Tuesday 23 March 2021

Job done

After breakfast and prayer time this morning, I went down to St John's to meet with Fran and Mark to shoot the basic video clips for their icon presentation. We weren't there long when we learned that tree surgeons, delayed from last week, were soon arriving to start work on trimming the trees surrounding the island of green grass on which the church stands in St John's Crescent. Oops! Unforeseen diary clash. 

Churchwarden David arranged for us to collect St Luke's keys from the Rectory, so we left St John's to drive there, dropping off the St John's keys with Eileen the caretaker on our way there. As I got out of the car, I could hear the bell of St Catherine's being tolled by Clive to signify the end of the one minute silence for covid victims, on this lock-down anniversary. Our project had so absorbed us that we didn't notice time passing until then. So, a quick arrow prayer, and then on to St Luke's to continue the job.

Mark was delighted with the resonant acoustics of St Luke's, and we quickly settled on a good setting in the nave to shoot the video, and managed to do it in one complete editable take. The hour in St John's wasn't wasted, as it gave us a chance to run through the structure and ideas about set-up which gave us a head start in a different space. We finished in an hour and I was back for a late lunch of mussels (again!) by one fifteen.

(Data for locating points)
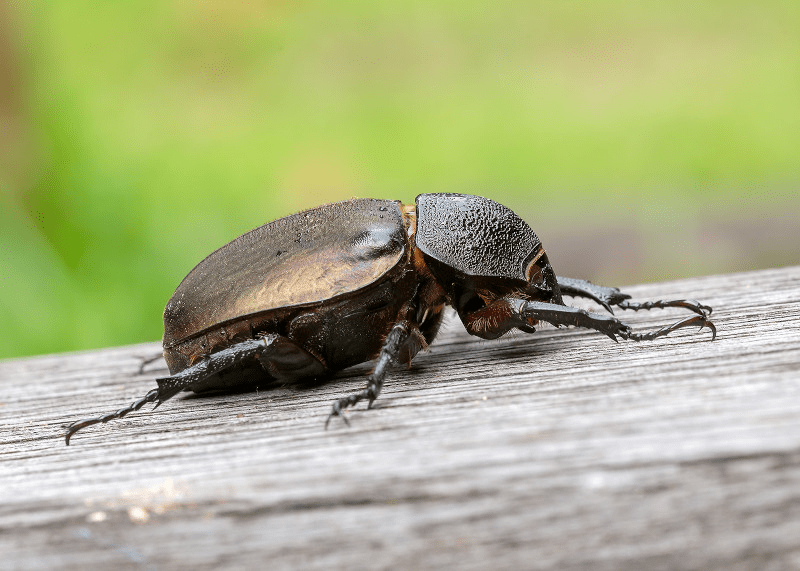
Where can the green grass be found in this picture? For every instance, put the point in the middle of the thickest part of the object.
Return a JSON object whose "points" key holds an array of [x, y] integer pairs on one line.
{"points": [[149, 133]]}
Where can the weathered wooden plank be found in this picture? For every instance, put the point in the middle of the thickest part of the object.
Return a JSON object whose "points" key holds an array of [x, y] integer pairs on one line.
{"points": [[558, 451]]}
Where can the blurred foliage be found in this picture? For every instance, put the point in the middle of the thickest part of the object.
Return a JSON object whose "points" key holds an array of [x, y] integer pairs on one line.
{"points": [[138, 136]]}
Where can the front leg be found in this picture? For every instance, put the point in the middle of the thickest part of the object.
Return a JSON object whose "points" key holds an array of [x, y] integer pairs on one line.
{"points": [[507, 313], [608, 296]]}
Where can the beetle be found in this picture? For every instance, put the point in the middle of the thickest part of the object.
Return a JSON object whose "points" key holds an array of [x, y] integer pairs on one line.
{"points": [[344, 283]]}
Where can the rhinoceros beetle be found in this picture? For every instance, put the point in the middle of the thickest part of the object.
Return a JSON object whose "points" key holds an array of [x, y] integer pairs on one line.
{"points": [[315, 292]]}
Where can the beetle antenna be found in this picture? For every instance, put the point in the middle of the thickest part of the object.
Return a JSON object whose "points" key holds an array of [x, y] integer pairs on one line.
{"points": [[134, 406]]}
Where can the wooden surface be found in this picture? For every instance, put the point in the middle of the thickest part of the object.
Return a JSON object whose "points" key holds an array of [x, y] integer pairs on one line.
{"points": [[561, 450]]}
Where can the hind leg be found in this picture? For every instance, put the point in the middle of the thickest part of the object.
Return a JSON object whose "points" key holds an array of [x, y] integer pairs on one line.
{"points": [[279, 356]]}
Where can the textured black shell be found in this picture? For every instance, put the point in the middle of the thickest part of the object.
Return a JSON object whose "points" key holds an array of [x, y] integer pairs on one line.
{"points": [[304, 258], [474, 235]]}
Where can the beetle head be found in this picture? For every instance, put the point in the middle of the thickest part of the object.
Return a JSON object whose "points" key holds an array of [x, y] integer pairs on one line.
{"points": [[478, 249]]}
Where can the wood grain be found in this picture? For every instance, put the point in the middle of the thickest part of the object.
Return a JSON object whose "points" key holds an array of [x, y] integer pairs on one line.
{"points": [[561, 450]]}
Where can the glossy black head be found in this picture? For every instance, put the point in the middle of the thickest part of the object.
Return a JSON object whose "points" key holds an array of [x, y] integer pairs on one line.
{"points": [[471, 241]]}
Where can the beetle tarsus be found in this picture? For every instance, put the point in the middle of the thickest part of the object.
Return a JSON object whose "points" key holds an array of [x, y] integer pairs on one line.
{"points": [[392, 346], [606, 324], [700, 320], [134, 406], [690, 304]]}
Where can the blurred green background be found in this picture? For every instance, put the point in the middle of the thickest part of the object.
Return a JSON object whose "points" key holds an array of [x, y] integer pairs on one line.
{"points": [[642, 141]]}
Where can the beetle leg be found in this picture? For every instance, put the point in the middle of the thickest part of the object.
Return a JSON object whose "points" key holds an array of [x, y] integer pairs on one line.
{"points": [[689, 304], [608, 296], [396, 343], [565, 315], [263, 348], [134, 406]]}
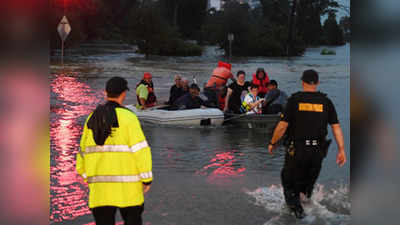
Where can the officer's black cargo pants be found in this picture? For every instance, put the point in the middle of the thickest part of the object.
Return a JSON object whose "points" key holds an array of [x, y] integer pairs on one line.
{"points": [[105, 215], [300, 172]]}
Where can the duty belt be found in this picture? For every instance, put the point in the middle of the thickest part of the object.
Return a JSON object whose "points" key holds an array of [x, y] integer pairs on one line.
{"points": [[312, 142]]}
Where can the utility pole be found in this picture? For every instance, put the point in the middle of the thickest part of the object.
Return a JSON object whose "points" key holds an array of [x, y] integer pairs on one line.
{"points": [[289, 44]]}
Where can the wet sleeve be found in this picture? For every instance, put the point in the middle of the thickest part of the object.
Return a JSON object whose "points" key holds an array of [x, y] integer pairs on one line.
{"points": [[80, 160], [142, 152], [287, 115], [232, 86], [332, 115]]}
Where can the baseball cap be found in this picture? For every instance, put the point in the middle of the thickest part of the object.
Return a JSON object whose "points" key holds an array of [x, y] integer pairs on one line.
{"points": [[147, 75], [116, 85], [224, 64], [194, 86], [310, 77]]}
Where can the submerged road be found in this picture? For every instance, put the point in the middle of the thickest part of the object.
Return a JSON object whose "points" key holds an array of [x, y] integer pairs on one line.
{"points": [[202, 175]]}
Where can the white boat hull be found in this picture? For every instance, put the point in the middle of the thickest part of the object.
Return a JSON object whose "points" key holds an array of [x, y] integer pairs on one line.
{"points": [[188, 117]]}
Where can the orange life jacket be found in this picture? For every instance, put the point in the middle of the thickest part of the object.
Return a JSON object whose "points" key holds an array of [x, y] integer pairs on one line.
{"points": [[151, 98], [262, 84], [219, 77]]}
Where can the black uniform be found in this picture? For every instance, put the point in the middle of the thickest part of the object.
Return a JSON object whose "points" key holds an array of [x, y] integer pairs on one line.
{"points": [[308, 115]]}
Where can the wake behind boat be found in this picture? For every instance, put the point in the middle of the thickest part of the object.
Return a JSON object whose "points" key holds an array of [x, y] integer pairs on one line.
{"points": [[265, 122], [187, 117]]}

Work to complete:
(1) In the diary entry, who tolled the bell of St Catherine's?
(2) Extract a passage from the diary entry, beginning at the words "After breakfast and" and stopping after the words "Unforeseen diary clash.".

Expected results:
(1) Clive

(2)
After breakfast and prayer time this morning, I went down to St John's to meet with Fran and Mark to shoot the basic video clips for their icon presentation. We weren't there long when we learned that tree surgeons, delayed from last week, were soon arriving to start work on trimming the trees surrounding the island of green grass on which the church stands in St John's Crescent. Oops! Unforeseen diary clash.